▶ PAGE TEXT
☆ ☆ ☆

The Turk seems to be having a Benjamin Button moment right now.  He has banged on about returning to The Village pretty much since arriving in Sydney 11 years ago but I think being home and knowing that this IS now his home is a hurdle that he is having difficulty traversing.

In the past he has visited.  His family have welcomed him with open arms.  His friends have slapped him on the back and drank cay with him at the local tea house or take him to the new club in the city and there are tears and hugs at the airport before he leaves them (yet again) to return to his life in Australia.  There was always the knowledge that he would return again in the future.

As happy as he is to be back with his family and friends he now has an opportunity to take off the rose coloured glasses and really look at where he now calls home and he has been very opinionated about its misgivings.  He can complain about the blackouts that seem to happen daily.  Thank you Benjamin Franklin.  He has complained about the water not being hot enough or the water pressure not being strong enough.  But today was my favourite.  He has had a hankering for Peking Duck.  Yep that’s right.  Peking Duck.

Now I do not want to sound like an unsupportive wife (really?) but come on sunshine – get over it!  He was born in this village (probably next door), he grew up here, went to school, made friends, loved and lost and, well, then he left, didn’t he?  He was conscripted into the army and after his service he went to Bodrum where he played around until he met me.  Holy shit!  He had no idea what he was getting himself into!  Other than fleeting visits he has not lived in this village since he was 18!  I know I am using a lot of exclamation points but this is an exclamation point kind of epiphany!!

Now I cannot help him with the Peking Duck (ewww) but I have an electrician coming today about our constant blackouts.  We have had an electric hot water service connected (how people live on solar hot water in winter is beyond me). The telephone is now operational (finally).  We’ve had satellite TV installed (because the 2000 Turkish channels that we had were apparently not the right ones).  The balcony is still under renovation (but will be finished shortly) and . . . well I am sure there are other problems that will come up but we can tackle each problem when it presents itself.

What an wonderful, sympathetic, kind, generous and hot wife I am (just go with me on this) and apparently when I sing I sound like Madonna.  I know my Second Husband aka Brad Pitt would show his appreciation.

☆ ☆ ☆

(Records)

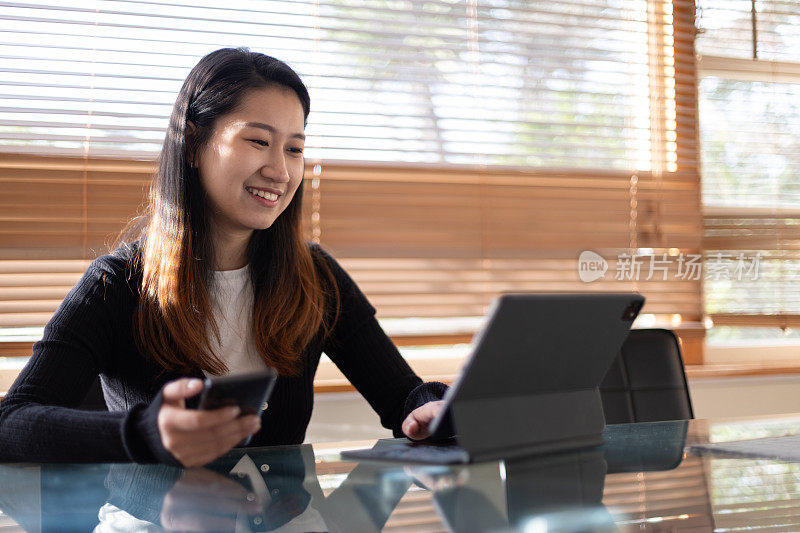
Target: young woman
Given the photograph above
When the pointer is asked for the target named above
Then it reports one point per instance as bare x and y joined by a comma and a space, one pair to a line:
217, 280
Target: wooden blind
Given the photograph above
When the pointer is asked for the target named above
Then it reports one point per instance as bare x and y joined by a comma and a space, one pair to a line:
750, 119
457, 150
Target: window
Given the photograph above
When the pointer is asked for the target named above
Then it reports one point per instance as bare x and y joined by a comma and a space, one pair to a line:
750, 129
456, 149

☆ ☆ ☆

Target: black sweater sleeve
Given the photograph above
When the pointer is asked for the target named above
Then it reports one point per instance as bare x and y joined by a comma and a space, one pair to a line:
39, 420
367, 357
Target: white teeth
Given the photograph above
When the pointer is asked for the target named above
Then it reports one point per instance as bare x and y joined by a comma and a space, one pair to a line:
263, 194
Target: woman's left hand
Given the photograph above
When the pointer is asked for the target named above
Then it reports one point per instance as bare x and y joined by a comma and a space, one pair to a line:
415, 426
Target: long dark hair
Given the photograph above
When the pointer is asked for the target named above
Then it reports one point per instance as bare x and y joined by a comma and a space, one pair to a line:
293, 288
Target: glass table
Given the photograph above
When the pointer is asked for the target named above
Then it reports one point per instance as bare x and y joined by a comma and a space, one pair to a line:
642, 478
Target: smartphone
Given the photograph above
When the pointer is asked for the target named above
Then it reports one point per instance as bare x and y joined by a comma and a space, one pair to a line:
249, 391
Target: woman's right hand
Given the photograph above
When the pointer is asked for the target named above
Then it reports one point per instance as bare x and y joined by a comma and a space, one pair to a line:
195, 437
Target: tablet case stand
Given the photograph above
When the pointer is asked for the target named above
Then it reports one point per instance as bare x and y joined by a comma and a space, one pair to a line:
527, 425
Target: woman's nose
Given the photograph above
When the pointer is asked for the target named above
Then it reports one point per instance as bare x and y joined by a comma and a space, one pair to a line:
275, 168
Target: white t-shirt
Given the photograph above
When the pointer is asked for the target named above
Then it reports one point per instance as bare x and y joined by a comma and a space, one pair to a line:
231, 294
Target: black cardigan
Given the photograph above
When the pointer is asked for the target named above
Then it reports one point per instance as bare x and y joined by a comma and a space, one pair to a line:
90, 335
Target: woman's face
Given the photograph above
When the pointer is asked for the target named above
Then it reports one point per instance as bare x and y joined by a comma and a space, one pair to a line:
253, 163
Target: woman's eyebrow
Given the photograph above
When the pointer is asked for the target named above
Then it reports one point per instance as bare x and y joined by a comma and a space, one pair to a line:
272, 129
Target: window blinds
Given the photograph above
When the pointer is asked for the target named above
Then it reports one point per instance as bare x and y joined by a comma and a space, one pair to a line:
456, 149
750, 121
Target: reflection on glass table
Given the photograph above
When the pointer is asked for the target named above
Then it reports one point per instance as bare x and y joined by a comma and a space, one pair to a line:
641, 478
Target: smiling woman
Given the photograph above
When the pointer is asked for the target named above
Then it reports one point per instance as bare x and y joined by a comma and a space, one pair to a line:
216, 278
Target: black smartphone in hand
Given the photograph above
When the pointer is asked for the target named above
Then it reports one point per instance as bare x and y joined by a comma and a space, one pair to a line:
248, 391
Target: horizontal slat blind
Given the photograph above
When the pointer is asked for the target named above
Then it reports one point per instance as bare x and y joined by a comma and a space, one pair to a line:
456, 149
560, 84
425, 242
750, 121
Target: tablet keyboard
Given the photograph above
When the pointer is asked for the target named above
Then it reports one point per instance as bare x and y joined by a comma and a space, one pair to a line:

☆ ☆ ☆

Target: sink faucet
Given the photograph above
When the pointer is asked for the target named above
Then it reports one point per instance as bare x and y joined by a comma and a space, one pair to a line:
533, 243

☆ ☆ ☆

▶ WHAT TO PRODUCE
Print the part of the passage above about The Turk's homecoming that begins at the words "As happy as" and stops after "right.  Peking Duck.", copying it word for word.

▶ SOLUTION TO THIS PROBLEM
As happy as he is to be back with his family and friends he now has an opportunity to take off the rose coloured glasses and really look at where he now calls home and he has been very opinionated about its misgivings.  He can complain about the blackouts that seem to happen daily.  Thank you Benjamin Franklin.  He has complained about the water not being hot enough or the water pressure not being strong enough.  But today was my favourite.  He has had a hankering for Peking Duck.  Yep that’s right.  Peking Duck.